TASK INSTRUCTIONS: Using the entries that follow, please report how many lines contain the word "below", with no other words.

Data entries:
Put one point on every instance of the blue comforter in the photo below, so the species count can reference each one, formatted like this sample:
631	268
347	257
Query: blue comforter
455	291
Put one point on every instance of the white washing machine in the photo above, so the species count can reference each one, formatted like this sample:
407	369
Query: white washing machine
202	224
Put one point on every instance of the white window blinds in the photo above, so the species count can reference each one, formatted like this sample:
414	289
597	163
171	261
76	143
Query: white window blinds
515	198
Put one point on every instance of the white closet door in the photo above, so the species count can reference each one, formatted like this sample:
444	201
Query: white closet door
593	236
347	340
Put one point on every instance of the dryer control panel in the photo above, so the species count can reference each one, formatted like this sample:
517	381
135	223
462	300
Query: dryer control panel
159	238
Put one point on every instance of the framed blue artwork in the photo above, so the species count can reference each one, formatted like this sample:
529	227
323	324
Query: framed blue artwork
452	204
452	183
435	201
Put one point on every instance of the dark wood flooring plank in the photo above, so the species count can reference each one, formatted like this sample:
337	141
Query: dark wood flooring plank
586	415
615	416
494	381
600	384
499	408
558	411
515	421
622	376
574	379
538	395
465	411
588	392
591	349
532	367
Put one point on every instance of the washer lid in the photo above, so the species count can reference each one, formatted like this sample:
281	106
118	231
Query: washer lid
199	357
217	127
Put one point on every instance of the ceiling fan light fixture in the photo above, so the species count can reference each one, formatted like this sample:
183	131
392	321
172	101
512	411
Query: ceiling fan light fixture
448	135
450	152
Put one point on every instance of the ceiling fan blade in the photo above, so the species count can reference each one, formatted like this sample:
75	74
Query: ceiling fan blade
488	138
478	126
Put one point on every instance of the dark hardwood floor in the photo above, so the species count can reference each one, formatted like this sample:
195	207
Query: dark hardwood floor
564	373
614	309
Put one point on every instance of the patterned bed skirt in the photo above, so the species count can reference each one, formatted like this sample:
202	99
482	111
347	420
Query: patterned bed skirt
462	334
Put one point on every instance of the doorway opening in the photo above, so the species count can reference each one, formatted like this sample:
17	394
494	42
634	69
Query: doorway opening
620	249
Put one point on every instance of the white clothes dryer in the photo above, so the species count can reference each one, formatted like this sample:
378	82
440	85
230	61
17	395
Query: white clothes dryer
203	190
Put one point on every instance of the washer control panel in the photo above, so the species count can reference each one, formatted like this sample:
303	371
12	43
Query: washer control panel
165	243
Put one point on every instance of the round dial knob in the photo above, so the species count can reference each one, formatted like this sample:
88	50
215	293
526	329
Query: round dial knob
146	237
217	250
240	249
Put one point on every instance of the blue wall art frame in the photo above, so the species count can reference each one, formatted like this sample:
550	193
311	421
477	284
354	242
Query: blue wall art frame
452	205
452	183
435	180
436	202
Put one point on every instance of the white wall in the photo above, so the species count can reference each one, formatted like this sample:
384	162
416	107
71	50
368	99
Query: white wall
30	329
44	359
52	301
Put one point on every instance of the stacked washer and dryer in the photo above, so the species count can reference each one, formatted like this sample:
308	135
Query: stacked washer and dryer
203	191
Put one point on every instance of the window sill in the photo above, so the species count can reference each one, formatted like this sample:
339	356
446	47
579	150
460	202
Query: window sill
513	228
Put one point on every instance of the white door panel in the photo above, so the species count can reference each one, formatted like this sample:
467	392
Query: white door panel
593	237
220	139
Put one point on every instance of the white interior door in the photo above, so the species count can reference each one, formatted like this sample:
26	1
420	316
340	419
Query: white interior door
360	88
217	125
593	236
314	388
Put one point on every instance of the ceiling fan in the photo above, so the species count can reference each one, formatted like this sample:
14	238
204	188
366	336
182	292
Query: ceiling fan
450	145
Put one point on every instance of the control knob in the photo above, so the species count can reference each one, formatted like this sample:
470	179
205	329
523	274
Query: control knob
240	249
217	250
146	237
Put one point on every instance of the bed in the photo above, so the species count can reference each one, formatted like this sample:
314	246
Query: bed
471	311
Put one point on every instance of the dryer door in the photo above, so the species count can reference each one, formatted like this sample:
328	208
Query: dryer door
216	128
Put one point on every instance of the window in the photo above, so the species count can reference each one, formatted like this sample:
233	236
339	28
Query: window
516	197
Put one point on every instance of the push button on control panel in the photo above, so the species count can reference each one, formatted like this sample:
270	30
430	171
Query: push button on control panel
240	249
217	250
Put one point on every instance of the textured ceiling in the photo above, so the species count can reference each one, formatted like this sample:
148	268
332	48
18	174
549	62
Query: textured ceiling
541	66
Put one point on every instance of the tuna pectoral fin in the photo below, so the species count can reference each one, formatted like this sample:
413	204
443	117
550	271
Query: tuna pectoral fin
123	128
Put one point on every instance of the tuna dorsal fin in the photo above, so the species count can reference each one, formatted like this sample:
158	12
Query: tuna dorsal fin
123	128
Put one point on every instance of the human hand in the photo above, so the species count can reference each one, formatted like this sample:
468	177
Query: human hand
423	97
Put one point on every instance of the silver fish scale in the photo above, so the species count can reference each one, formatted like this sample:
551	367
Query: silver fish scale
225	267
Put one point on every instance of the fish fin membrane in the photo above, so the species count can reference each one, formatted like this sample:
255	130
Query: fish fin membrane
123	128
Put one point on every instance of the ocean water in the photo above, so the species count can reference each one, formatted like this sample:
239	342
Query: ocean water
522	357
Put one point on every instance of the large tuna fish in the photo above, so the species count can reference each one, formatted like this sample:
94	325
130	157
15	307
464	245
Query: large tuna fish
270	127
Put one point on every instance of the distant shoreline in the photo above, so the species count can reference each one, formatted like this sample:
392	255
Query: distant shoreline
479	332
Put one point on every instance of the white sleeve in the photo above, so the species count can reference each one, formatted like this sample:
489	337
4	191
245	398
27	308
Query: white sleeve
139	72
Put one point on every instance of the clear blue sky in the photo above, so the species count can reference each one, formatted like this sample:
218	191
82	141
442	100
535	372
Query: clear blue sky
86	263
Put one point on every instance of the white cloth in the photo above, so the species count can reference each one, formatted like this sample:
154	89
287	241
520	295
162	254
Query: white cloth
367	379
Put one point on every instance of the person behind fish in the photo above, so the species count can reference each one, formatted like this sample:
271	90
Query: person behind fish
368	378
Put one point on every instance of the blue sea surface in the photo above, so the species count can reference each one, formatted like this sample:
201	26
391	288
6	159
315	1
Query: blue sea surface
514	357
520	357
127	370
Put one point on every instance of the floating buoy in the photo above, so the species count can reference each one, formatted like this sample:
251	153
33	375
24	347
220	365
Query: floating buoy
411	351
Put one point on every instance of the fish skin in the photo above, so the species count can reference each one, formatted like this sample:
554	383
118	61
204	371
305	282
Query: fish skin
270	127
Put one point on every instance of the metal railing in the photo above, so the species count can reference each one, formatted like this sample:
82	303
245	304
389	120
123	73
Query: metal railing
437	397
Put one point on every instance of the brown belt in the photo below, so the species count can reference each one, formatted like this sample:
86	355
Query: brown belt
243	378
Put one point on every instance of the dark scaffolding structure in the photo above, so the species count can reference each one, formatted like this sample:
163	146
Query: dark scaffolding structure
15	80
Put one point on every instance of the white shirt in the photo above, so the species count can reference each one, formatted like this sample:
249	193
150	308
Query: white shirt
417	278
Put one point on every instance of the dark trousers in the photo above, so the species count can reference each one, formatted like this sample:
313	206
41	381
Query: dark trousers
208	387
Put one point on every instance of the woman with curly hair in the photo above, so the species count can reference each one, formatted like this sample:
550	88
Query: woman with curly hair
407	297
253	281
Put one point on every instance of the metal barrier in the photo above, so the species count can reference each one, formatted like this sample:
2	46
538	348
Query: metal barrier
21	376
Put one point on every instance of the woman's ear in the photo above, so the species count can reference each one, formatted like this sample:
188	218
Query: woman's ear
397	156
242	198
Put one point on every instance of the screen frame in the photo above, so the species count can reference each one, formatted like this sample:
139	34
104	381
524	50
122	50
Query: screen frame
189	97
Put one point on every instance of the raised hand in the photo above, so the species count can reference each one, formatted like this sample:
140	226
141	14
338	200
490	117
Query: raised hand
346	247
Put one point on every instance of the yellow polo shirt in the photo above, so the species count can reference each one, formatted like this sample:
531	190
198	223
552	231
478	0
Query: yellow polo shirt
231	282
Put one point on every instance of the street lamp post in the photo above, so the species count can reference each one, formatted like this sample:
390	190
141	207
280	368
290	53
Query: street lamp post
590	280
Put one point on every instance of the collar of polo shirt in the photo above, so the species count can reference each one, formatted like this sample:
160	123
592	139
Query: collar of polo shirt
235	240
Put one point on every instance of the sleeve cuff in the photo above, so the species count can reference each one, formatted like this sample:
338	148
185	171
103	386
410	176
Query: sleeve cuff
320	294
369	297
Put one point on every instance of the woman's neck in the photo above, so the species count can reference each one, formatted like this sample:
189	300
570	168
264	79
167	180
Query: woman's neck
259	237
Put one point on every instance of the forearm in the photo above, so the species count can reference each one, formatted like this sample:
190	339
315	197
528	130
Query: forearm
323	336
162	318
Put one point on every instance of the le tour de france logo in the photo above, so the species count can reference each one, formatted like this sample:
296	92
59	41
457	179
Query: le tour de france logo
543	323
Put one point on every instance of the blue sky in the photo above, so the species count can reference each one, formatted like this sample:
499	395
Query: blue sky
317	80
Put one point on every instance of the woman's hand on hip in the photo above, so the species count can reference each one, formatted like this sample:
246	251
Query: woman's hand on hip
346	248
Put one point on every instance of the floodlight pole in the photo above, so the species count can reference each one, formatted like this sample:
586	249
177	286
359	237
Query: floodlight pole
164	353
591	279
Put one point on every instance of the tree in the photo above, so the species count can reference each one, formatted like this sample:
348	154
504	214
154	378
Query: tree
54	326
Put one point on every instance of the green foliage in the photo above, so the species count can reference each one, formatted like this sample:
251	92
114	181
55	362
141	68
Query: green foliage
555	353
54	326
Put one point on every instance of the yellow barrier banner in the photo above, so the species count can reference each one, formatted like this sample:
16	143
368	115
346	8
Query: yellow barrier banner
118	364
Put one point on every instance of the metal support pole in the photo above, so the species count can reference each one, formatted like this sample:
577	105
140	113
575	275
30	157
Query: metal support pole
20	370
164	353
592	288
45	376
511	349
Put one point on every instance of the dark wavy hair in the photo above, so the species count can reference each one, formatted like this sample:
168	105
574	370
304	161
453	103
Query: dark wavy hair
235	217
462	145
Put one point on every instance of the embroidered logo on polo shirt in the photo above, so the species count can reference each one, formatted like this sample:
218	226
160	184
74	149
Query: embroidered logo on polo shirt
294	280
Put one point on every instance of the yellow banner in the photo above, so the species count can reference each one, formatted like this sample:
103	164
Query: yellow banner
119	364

YOUR RESPONSE: 3